⟨

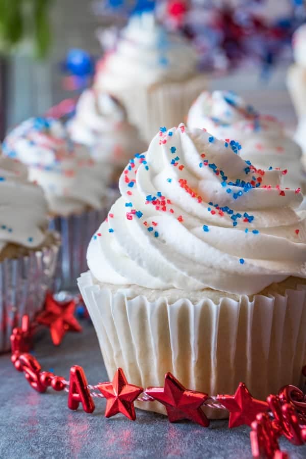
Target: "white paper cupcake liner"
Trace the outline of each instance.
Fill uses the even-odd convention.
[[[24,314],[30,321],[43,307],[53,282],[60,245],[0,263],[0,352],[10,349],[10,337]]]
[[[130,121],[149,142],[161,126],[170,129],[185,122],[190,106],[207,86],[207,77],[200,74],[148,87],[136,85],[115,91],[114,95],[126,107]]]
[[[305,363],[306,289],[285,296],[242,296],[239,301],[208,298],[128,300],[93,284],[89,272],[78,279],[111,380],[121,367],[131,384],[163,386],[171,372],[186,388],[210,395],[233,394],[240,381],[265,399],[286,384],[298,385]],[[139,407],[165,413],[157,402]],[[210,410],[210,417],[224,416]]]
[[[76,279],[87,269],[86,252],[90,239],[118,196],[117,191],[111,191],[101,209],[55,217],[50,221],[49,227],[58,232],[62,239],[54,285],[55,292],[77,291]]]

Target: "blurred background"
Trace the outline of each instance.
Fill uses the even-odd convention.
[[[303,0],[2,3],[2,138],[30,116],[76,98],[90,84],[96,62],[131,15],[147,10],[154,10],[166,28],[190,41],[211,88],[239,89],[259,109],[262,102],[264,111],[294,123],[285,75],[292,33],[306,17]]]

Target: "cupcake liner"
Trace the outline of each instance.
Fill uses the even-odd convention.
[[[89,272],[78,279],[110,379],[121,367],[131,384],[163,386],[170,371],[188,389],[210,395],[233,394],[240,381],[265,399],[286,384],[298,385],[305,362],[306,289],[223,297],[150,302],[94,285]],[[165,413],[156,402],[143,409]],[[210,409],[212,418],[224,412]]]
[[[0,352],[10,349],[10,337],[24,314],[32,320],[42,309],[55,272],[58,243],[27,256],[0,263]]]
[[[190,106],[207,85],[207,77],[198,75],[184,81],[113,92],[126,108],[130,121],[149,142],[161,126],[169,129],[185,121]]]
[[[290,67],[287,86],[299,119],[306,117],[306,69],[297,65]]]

⟩
⟨

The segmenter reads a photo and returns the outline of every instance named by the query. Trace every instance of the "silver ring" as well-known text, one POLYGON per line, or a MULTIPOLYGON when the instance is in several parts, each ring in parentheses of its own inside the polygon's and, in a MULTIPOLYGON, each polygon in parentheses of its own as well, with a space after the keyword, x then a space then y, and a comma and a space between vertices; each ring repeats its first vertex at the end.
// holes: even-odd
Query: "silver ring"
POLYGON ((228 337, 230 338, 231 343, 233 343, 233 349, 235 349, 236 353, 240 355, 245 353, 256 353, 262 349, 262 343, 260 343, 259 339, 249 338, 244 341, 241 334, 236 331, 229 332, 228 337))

⟩

| PROBLEM STATEMENT |
In the lines beginning with the one that contains "The segmenter reads" and continuing through the one that contains "POLYGON ((228 337, 230", rename "instance" to "object" everywhere, and reproduce those lines with nothing else altered.

| EXERCISE RESPONSE |
The segmenter reads a photo and returns the outline of every object named by the query. Trace every object of the "silver ring" as well-known text, one POLYGON per line, or a MULTIPOLYGON when the object is in several parts, each ring in parentheses of its own inside the polygon's and, in a MULTIPOLYGON, each polygon in parentheses of its own as well, with a space after the keyword, x then a space then y, and a comma and a space between vertices; each ring repeats its first vertex at the end.
// holes: even-odd
Query: "silver ring"
POLYGON ((228 337, 230 338, 231 343, 233 343, 233 349, 235 349, 236 353, 240 355, 245 353, 256 353, 262 349, 262 343, 260 343, 259 339, 249 338, 244 341, 241 334, 236 331, 229 332, 228 337))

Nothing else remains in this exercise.